Problem
Write each line exactly, from the line that holds "Point out the white car, providing" through the final line of the material, and no other line.

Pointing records
------------------------------------------------

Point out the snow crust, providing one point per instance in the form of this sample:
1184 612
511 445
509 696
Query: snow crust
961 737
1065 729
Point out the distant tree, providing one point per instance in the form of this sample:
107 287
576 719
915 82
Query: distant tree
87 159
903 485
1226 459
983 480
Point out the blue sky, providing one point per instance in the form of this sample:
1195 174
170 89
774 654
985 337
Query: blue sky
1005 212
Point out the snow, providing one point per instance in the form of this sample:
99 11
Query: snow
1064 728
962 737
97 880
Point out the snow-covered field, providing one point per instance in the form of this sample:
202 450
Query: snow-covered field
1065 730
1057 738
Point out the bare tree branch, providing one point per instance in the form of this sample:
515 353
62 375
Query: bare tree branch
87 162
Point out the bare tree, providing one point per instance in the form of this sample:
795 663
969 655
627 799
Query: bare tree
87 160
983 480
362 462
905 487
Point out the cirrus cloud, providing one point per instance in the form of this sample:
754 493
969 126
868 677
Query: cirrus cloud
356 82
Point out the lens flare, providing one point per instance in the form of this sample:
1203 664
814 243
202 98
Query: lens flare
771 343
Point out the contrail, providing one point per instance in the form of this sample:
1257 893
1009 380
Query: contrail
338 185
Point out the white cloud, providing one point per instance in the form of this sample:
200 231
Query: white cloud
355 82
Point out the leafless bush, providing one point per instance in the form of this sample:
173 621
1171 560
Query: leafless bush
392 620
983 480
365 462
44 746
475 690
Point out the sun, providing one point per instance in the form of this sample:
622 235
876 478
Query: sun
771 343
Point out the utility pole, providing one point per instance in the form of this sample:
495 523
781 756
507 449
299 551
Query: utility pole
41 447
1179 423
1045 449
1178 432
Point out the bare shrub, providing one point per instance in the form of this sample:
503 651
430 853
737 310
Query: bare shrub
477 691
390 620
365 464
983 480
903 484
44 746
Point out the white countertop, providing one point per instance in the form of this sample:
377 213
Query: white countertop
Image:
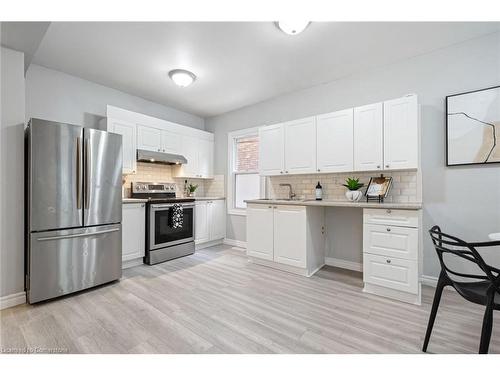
208 198
339 203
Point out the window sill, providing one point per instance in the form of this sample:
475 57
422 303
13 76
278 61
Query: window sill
237 211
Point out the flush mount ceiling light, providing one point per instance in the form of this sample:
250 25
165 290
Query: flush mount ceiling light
181 77
292 27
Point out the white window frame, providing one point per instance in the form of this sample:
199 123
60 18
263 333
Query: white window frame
232 137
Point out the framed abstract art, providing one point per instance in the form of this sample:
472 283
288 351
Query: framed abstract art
473 127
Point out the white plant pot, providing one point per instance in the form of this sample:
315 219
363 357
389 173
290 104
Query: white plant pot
353 195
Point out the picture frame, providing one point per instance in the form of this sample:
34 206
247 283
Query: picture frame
378 188
466 142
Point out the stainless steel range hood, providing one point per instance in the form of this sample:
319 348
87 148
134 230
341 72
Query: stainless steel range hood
160 157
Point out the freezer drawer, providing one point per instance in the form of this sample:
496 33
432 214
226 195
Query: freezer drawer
66 261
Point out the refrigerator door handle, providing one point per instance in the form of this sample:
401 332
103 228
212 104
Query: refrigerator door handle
87 173
78 175
78 235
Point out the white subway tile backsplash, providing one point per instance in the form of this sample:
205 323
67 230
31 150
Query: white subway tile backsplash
404 186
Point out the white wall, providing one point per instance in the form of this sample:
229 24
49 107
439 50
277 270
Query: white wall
463 200
52 95
12 175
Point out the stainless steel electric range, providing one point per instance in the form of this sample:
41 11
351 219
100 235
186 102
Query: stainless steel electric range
162 241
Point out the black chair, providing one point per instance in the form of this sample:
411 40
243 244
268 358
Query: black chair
484 291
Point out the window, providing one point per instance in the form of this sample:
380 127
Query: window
244 181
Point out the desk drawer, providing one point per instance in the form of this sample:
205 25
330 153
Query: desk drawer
394 273
402 218
391 241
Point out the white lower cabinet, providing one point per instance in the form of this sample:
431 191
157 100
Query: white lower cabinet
286 237
133 232
391 254
209 221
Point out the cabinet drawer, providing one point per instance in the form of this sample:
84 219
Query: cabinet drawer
404 218
394 273
397 242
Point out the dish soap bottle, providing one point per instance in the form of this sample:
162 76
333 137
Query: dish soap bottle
319 192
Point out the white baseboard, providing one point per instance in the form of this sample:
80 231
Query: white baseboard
231 242
335 262
428 280
12 300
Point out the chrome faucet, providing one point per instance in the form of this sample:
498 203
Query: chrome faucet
291 194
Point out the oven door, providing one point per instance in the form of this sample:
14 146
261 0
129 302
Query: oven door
161 234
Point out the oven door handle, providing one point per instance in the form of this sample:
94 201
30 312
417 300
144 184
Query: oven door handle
155 206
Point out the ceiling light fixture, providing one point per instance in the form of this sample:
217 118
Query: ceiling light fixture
181 77
292 27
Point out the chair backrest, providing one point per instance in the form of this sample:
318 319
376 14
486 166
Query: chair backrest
446 244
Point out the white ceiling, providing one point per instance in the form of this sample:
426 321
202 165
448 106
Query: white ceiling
237 63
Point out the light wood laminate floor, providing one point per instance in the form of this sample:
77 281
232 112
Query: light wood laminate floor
216 302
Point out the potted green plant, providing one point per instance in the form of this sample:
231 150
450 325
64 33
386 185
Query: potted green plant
353 185
191 190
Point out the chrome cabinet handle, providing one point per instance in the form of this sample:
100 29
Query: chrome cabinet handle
78 235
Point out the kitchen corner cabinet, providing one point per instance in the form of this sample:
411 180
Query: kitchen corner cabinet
335 142
401 135
200 156
129 149
290 238
210 221
133 231
368 137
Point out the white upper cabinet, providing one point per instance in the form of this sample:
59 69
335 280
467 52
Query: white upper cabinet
148 138
300 146
129 148
170 142
401 133
335 141
199 154
271 150
368 137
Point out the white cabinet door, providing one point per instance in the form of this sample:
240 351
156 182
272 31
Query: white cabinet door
396 242
260 231
190 152
335 141
368 138
205 158
290 235
170 142
217 219
148 138
401 133
129 148
133 230
300 146
201 222
271 150
394 273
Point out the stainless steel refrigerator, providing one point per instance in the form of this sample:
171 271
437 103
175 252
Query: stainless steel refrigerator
73 208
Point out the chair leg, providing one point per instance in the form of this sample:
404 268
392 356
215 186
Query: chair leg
487 326
435 304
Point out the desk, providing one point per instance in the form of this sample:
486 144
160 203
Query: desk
290 236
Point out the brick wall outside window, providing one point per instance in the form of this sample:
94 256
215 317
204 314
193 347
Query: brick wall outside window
247 154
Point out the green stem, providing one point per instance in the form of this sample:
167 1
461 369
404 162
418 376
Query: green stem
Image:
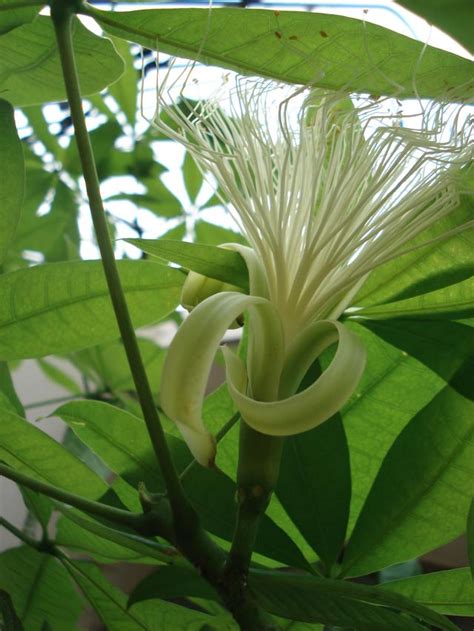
22 4
259 464
18 533
135 521
62 14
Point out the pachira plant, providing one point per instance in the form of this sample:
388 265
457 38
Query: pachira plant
342 441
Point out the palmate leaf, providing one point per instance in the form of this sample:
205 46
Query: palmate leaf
79 532
452 16
313 599
208 260
40 589
427 269
29 450
420 498
450 592
121 441
12 182
328 50
111 605
35 76
62 307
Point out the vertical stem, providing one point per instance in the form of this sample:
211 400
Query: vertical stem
259 464
62 14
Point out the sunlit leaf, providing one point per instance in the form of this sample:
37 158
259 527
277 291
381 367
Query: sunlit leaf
420 498
298 47
35 76
62 307
12 182
40 589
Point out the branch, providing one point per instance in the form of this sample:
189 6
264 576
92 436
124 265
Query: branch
62 13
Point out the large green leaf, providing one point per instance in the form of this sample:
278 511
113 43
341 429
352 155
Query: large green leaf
420 498
40 589
8 616
11 18
208 260
453 302
212 493
29 450
470 537
450 592
12 182
329 50
107 366
78 532
430 267
62 307
125 90
35 76
392 390
314 486
111 605
334 602
119 439
452 16
445 347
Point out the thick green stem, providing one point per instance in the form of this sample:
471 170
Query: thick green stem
22 4
259 463
18 533
62 14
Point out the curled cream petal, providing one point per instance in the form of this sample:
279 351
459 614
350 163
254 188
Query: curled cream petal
316 404
189 360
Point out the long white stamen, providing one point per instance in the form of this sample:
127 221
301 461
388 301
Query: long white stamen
327 194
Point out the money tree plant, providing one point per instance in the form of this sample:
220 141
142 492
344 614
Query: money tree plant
340 446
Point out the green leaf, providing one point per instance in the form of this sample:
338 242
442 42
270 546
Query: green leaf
56 375
212 495
8 616
161 203
470 537
62 307
119 439
29 450
334 602
211 234
452 16
431 267
420 498
7 389
103 145
111 605
78 532
12 182
450 592
193 178
35 76
445 347
11 18
453 302
377 413
220 263
314 486
327 50
125 89
172 582
40 588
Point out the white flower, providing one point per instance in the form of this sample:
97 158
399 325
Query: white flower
325 192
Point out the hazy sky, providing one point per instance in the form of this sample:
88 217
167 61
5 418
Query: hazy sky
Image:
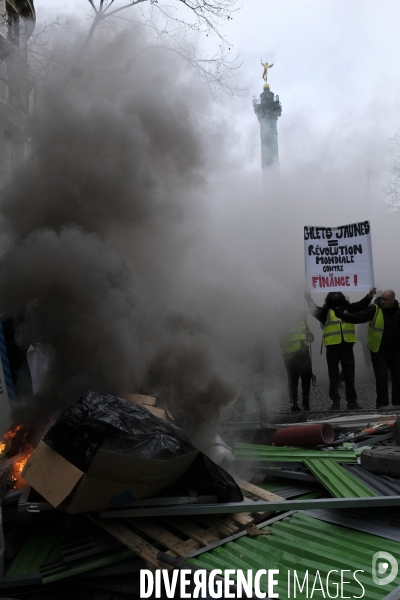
332 58
335 70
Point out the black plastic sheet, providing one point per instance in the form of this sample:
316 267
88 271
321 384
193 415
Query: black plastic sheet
112 423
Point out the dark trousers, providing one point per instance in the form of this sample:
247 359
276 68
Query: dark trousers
344 355
298 365
383 362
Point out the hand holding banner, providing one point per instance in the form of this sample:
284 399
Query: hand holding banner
338 258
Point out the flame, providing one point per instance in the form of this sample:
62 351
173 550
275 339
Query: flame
21 454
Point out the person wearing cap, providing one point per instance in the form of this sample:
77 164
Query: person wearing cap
383 343
339 338
295 346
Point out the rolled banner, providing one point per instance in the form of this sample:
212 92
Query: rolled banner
304 435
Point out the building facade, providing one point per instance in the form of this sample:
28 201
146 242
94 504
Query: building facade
17 22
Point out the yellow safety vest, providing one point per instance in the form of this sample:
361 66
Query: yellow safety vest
375 330
333 329
292 341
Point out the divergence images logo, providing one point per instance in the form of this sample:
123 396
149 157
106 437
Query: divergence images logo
383 560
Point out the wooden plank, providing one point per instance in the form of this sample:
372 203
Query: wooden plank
218 525
191 530
259 492
154 530
120 532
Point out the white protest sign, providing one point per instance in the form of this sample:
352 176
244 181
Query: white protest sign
338 258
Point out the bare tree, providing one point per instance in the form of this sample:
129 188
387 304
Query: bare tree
172 26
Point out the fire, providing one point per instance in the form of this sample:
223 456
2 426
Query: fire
16 449
5 443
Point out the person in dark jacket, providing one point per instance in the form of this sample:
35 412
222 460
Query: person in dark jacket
383 342
339 340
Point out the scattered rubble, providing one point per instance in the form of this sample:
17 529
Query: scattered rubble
115 487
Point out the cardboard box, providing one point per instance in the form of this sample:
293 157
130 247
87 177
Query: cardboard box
149 403
140 399
113 479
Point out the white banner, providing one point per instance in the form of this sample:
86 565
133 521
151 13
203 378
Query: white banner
338 258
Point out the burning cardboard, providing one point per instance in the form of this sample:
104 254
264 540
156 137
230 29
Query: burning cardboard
113 479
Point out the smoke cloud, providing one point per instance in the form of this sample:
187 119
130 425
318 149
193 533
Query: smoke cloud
143 250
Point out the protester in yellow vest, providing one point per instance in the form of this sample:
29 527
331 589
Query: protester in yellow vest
339 339
383 343
295 347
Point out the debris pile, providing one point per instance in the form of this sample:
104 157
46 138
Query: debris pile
114 488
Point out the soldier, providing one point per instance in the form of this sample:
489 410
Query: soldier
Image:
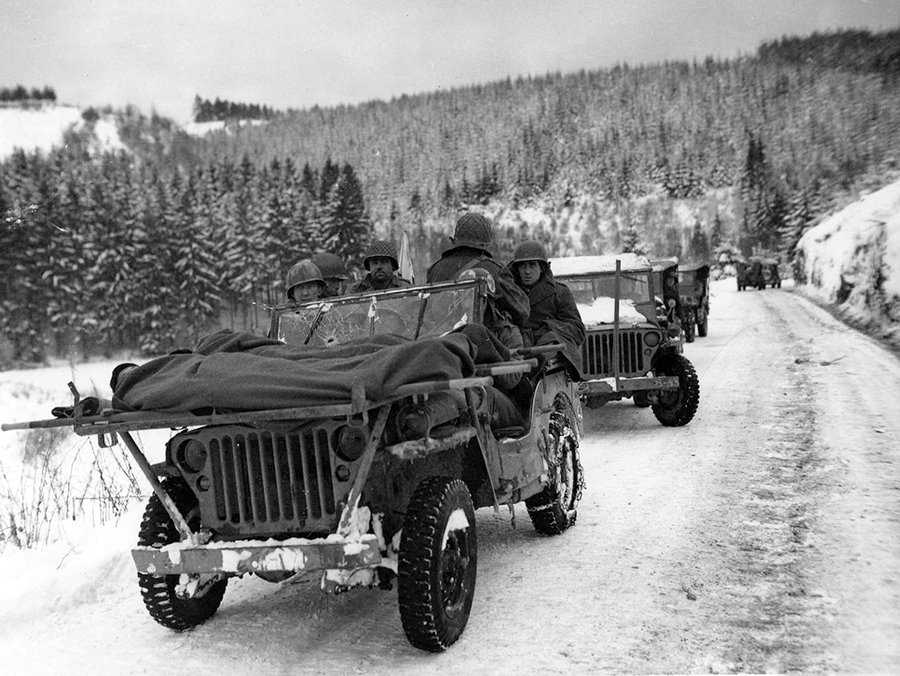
382 265
554 316
333 272
472 242
305 282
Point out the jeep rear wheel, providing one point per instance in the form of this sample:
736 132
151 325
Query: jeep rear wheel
437 563
159 591
675 408
554 509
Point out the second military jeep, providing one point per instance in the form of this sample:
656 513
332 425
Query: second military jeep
629 351
330 453
693 288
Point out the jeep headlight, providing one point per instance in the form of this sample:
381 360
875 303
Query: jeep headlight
192 455
351 442
652 339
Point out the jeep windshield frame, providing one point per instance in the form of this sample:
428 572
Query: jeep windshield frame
415 312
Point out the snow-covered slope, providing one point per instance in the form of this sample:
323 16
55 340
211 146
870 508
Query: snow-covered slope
852 259
41 128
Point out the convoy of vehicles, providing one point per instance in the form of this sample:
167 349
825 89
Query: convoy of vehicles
629 352
369 490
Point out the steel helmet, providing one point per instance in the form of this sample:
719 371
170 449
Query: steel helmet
330 265
302 272
473 230
530 250
381 248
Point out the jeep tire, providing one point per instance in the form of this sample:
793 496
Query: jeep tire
675 408
554 509
437 563
158 591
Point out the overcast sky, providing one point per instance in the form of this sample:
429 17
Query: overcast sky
298 53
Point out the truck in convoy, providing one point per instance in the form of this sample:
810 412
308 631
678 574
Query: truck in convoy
631 351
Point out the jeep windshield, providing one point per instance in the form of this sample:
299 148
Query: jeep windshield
416 312
634 286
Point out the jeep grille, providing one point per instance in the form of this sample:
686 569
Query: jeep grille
596 353
268 482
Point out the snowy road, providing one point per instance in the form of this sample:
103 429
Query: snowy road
764 536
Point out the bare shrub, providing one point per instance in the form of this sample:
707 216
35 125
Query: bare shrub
62 478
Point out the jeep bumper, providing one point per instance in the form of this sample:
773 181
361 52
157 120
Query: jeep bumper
627 385
295 555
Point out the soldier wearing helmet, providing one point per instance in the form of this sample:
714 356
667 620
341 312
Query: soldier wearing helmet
333 272
305 282
472 242
382 265
554 317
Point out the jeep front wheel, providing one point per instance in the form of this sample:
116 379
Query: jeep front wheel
675 408
159 591
437 563
554 509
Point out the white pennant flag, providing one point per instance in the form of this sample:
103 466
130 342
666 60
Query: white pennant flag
406 271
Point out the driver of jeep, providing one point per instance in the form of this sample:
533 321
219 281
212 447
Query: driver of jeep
554 316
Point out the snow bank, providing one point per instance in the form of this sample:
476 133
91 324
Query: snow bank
43 128
852 258
35 129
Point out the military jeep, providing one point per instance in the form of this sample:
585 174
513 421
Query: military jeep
693 288
374 484
628 351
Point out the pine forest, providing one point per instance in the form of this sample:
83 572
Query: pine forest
149 248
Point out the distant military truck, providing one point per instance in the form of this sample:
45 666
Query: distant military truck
665 289
750 274
628 352
693 289
770 274
758 272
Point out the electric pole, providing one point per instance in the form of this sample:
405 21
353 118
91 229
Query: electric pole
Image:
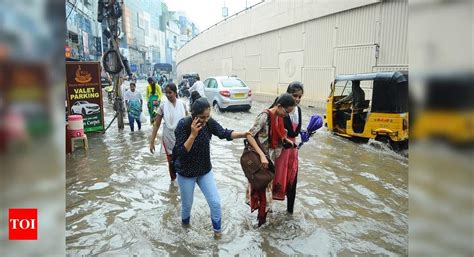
113 62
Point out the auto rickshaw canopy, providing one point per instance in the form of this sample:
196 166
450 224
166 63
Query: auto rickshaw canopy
390 90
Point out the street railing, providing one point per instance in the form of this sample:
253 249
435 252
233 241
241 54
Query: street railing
224 20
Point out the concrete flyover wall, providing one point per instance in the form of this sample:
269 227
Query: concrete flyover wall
280 41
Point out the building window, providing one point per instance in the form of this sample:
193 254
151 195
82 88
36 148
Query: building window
73 37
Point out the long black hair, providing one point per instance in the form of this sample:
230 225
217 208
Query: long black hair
194 96
199 106
294 87
285 100
172 87
152 84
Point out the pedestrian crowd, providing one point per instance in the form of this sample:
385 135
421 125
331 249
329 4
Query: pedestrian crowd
185 141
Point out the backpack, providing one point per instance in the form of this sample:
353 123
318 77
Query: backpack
258 176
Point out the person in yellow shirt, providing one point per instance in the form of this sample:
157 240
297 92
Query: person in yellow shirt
153 96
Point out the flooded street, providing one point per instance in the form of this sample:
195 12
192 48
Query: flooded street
352 199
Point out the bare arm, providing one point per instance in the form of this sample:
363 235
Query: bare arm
156 127
236 134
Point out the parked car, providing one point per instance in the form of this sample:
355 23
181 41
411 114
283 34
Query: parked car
191 77
85 108
227 93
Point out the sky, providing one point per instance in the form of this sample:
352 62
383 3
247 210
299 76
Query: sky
205 13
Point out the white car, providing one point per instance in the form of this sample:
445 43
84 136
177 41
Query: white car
227 93
85 108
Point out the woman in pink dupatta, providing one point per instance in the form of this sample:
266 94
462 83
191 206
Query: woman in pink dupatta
269 128
286 165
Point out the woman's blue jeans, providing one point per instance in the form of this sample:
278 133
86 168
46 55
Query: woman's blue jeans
207 184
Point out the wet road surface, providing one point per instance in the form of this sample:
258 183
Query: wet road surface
352 199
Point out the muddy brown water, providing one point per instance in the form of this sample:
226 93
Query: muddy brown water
352 199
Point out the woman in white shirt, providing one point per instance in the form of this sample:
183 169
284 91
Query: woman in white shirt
171 111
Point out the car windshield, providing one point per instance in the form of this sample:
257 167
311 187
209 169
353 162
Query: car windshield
232 82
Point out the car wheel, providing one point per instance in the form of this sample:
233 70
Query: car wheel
216 106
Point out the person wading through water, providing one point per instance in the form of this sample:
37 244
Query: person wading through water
171 111
286 165
269 128
192 160
153 97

------------------------------------------------

Problem solution
Point out the white car, providing one point per instance in the form of this sample:
445 43
84 136
177 41
Query: white car
227 93
85 108
Point out the woman in pink dupatta, providing one point per instance in the form of this sample:
266 94
462 83
191 206
Query: woman in pink dupatta
269 128
286 165
Point out the woman's blue jeans, providing one point per instance in the form of this sample:
278 133
86 168
46 55
Query: woman's blue jeans
207 184
Point out the wet road surface, providing one point per instance in the form of this sample:
258 183
Query: wet road surface
352 199
Point out the muddy brown water, providing one point per instance in the form of this sample:
226 93
Query: muddy brown water
352 199
Point out the woman in white shirt, providing one point per instance in the form of this sample:
183 169
284 91
Query: woman in white shirt
171 111
Point out the car windshield, providing one point per instance in the form of this sample:
257 167
311 187
209 169
353 162
Query: car windshield
232 82
Point out the car wheel, providing one point per instance in the form of this sample:
233 70
Query: car wheel
216 106
Point out the person wading through water, providing one point per instance in the form of this sample:
37 244
Query: person wading through water
171 111
286 165
269 128
192 160
153 97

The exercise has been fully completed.